Resuelve lo siguiente
**A.** Traduce al inglés esta oración del texto sobre el término «católico»: «Sabemos que el distintivo de “católico” fue usado por los cristianos ya desde los primeros siglos como evidencia de pertenecer a la verdadera iglesia de Jesucristo».
**B.** Escribe lo que sigue al texto sobre el término «católico», empezando justo después de su última oración.

Me apena ver el sentido peyorativo que el término «católico» ha tomado en muchos círculos evangélicos actuales, así como el rechazo del evangelicalismo moderno a todo lo que posea este título.
La mayoría de ustedes habrá decidido leer este artículo debido a lo llamativo de su título: «¿Evangélico-católico?». Me apena ver el sentido peyorativo que el término «católico» ha tomado en muchos círculos evangélicos actuales, así como el rechazo del evangelicalismo moderno a todo lo que posea este título. Entiendo que la Institución Católico Romana ha jugado un papel decisivo en este comportamiento reaccionario de los evangélicos, pero nuestro rechazo no debiera ser contra el adjetivo («católico») que esta Institución injustamente se apropia de forma exclusiva para sí sino, en todo caso, contra la Institución.
Aunque la expresión «católico» (del griego Katholikos = «relacionado con el todo», «general») no aparece en la Biblia, esta parece haber sido usada ya en el siglo II como una referencia a la verdadera iglesia en su totalidad, diferenciándose así de las iglesias locales y geográficas, señalando de esta forma a la iglesia universal que se extendía por todo el mundo. Así lo demuestra la carta de San Ignacio a los esmirnos al decir: «Allí donde deba aparecer el obispo, donde esté la gente, incluso donde Jesús podía estar, hay una iglesia universal [«católica»]»[i].
Sabemos que el distintivo de «católico» fue usado por los cristianos ya desde los primeros siglos como evidencia de pertenecer a la verdadera iglesia de Jesucristo. Así se diferenciaban de aquellos que anunciaban un mensaje particular y ajeno al mensaje apostólico que, en realidad, no era más que un evangelio diferente. Las formulaciones dogmáticas que la iglesia plasmaba en forma de Credos –en sus luchas contra las desviaciones doctrinales que surgían en el seno de la iglesia– siempre se apropiaban el vocablo de «Iglesia Católica», enfatizando así cuales eran las creencias ortodoxas y fundamentales de la verdadera y única iglesia universal de Jesucristo. Esto puede verse reflejado en el Credo Niceno (año 325 d. C.) y en el posterior Credo Niceno-constantinopolitano (381 d. C.) que afirmaba: «Creemos en la Iglesia que es una, santa, católica y apostólica». Estos Credos han sido aceptados a lo largo de las épocas por casi la totalidad de cristianos.

(Registros)

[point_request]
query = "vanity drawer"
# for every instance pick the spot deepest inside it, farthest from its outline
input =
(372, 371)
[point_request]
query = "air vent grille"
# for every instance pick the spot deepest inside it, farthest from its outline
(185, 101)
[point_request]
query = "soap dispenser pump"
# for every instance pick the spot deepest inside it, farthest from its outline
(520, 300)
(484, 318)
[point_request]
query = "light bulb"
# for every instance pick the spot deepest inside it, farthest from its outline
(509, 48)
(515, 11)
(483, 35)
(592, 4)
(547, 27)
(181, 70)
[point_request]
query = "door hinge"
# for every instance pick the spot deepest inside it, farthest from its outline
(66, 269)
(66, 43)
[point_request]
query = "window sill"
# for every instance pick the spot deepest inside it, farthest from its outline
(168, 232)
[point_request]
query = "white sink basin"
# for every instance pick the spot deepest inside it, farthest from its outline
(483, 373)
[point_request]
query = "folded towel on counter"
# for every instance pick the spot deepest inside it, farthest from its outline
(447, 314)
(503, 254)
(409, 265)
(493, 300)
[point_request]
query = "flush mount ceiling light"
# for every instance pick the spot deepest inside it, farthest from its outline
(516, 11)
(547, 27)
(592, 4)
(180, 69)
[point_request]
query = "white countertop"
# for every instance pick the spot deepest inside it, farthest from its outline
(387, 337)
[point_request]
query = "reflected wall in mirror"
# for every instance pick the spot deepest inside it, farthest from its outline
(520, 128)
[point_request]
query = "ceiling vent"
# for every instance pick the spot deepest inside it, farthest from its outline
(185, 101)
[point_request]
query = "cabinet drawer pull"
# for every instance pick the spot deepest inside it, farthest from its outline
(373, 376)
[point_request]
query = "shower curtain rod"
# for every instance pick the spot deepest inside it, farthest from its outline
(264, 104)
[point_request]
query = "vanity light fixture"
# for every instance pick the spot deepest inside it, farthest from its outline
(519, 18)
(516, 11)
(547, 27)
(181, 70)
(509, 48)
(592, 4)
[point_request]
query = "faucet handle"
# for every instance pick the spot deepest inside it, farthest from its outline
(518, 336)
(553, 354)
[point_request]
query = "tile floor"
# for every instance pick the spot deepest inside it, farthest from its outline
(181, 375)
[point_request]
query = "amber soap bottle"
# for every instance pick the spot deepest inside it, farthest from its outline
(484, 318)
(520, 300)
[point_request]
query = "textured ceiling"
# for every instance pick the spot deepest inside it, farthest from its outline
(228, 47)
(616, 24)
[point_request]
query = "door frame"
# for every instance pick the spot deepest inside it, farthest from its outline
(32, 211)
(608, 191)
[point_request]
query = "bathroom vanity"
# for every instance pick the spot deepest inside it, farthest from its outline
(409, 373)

Respuestas esperadas
**A.** We know that the designation "catholic" was used by Christians from the very first centuries as evidence of belonging to the true church of Jesus Christ.

**B.**
Tras la Reforma Protestante, las iglesias reformadas insistían que esta separación no suponía un abandono de la fe «católica», esto es, universal. Así, la confesión bautista de persuasión calvinista publicó su propia confesión en 1644 (revisada en 1651), conocida como «Confesión de Londres», donde se autodenominaba «iglesia católica»; la Confesión de Fe de Westminster finalizada en 1647 (en la que colaboraron episcopales, independientes, erastianos y, principalmente, presbiterianos) volvía a insistir que a la «iglesia católica» pertenecían: «el número completo de los elegidos que han sido, son o serán reunidos en uno, bajo Cristo, su cabeza; y es la esposa, el cuerpo, la plenitud de Aquel que llena todo en todos». Y añadía: «La iglesia visible, que bajo el evangelio también es católica o universal (no está limitada a una nación como anteriormente en el tiempo de la Ley), se compone de todos aquellos que en todo el mundo profesan la religión verdadera, juntamente con sus hijos, y es el reino del Señor Jesucristo, la casa y familia de Dios, fuera de la cual no hay posibilidad ordinaria de salvación» [El subrayado no es original][ii]. Quedaba así claro que todo el movimiento protestante confesaba seguir siendo parte de la «Iglesia Católica», que no «Iglesia Católica-Romana».
Posteriormente, la Iglesia Católica Romana reclamaría para sí el monopolio de la catolicidad, afirmando en el Concilio Vaticano I ser la única poseedora de todo el mensaje cristiano, siendo el resto de confesiones cristianas movimientos heréticos o cismáticos que se habían dejado llevar por doctrinas acatólicas o erradas. Con un lenguaje mucho más suave, el Concilio Vaticano II denomina a los protestantes «hermanos separados» (ya no herejes), exhortándoles a volver a la «una, santa, católica y apostólica» Iglesia Católica Romana. No obstante, esta pretensión no es más que una falacia. De hecho, los términos «católica» y «romana» son contradictorios. Como reconoce el teólogo católico Hans Küng, «el calificativo “romana” fundamentalmente negaba la “catolicidad”»[iii], y «los reformistas dieron gran importancia a su pertenencia a la “iglesia católica”. Sin embargo, entendían esa catolicidad en un sentido doctrinal: la fe católica que siempre se había seguido, en todas partes y por todas las gentes, de acuerdo con las escrituras»[iv].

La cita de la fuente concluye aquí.